> [The problem]: Send back the listing, word for word.

> [Dataset records]:

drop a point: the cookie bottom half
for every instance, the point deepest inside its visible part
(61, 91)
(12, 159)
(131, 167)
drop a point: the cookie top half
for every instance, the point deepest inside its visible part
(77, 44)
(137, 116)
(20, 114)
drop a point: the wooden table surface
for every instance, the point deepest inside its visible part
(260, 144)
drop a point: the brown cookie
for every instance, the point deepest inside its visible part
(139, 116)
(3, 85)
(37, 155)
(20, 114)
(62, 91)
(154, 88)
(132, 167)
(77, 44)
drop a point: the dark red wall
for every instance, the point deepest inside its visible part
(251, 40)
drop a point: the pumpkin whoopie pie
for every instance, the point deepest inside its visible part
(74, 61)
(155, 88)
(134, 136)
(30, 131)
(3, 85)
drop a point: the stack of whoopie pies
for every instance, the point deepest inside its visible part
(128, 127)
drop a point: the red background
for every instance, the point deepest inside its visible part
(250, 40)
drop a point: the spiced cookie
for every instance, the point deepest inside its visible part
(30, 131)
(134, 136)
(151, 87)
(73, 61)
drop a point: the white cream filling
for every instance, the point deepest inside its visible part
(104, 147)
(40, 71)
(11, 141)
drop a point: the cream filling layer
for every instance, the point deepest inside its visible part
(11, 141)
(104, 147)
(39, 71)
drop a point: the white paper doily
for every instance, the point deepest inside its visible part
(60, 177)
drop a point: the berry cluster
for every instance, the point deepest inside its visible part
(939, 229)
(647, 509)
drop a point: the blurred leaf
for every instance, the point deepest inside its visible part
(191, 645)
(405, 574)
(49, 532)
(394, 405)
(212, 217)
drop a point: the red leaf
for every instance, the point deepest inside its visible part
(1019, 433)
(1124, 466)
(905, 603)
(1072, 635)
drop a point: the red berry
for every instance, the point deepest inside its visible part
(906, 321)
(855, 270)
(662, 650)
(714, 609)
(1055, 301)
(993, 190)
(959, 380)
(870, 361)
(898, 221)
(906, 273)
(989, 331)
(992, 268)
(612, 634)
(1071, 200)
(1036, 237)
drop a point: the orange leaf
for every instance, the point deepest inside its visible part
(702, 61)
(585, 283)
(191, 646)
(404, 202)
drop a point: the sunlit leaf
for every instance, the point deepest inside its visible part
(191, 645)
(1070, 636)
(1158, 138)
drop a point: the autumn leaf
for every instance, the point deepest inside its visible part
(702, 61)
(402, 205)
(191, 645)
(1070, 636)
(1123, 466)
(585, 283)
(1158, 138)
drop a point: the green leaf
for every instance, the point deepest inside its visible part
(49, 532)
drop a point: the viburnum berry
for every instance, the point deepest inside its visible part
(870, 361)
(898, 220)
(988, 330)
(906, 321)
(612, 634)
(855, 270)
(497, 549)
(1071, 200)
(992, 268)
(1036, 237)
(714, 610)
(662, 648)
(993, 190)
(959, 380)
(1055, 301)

> [Written response]:
drop a point: the cookie bottom half
for every instance, the point deepest inside its visible part
(61, 91)
(12, 159)
(131, 167)
drop a point: the cookie top half
for every instance, the point deepest inside its visible part
(77, 44)
(137, 116)
(20, 114)
drop a point: the wooden table surface
for every instance, the point deepest inside its visible part
(260, 144)
drop a point: the brown cookie
for every instance, the point deepest inside its visible part
(139, 116)
(3, 85)
(37, 155)
(20, 114)
(62, 91)
(154, 88)
(132, 167)
(77, 44)
drop a point: the dark red wall
for every instance, the point deepest inside its visible part
(251, 40)
drop a point: the pumpkin whoopie pie
for every instance, the point deepest inside its visible part
(74, 61)
(155, 88)
(134, 136)
(30, 131)
(3, 85)
drop a point: the stack of whoopie pies
for every instance, the point deepest inside its visible part
(128, 127)
drop a point: the red background
for every instance, the point deepest inside its visible part
(250, 40)
drop a point: the spiced cookie
for every instance, the point deepest inside its visible part
(30, 131)
(134, 136)
(151, 87)
(73, 61)
drop a point: the white cream filling
for every instance, the point deepest inside its visible part
(104, 147)
(40, 71)
(11, 141)
drop a point: the cream filling layer
for every instance, the point deepest inside its visible part
(11, 141)
(104, 147)
(39, 71)
drop a point: the white paper doily
for every instance, the point deepest inside its visible part
(60, 177)
drop a point: the berry cluster
for every instance, the point deepest inside its visible part
(939, 229)
(647, 509)
drop a point: the blurred leaf
for every instance, the point deepest inside its visible part
(191, 645)
(405, 574)
(49, 532)
(394, 405)
(212, 217)
drop a point: the red leaf
for every instance, the point deepest inside its visible part
(1019, 433)
(1124, 466)
(905, 603)
(1072, 635)
drop a point: the red berry
for every instance, the point deepest inside its visible part
(906, 321)
(855, 270)
(662, 650)
(714, 609)
(1055, 301)
(993, 190)
(959, 380)
(870, 361)
(898, 221)
(906, 273)
(989, 331)
(992, 268)
(612, 634)
(1071, 200)
(1036, 237)
drop a point: the orange leaf
for every instance, the point deepest inside its visible part
(702, 61)
(585, 283)
(191, 646)
(404, 202)
drop a point: the sunlit leaf
for every instance, the point deepest inside its visible part
(191, 645)
(1070, 636)
(1158, 138)
drop a point: the autumn leaf
for every instance, the point deepest inside its visible part
(702, 61)
(402, 205)
(191, 645)
(1070, 636)
(1123, 466)
(585, 283)
(1158, 138)
drop a point: the green leaf
for every instance, the point deepest inside its visible part
(49, 532)
drop a point: the viburnum berry
for every instance, the point deepest inside its visible part
(870, 361)
(898, 220)
(988, 330)
(906, 321)
(612, 634)
(855, 270)
(497, 549)
(1071, 200)
(992, 268)
(1036, 237)
(714, 610)
(662, 648)
(993, 190)
(959, 380)
(1055, 301)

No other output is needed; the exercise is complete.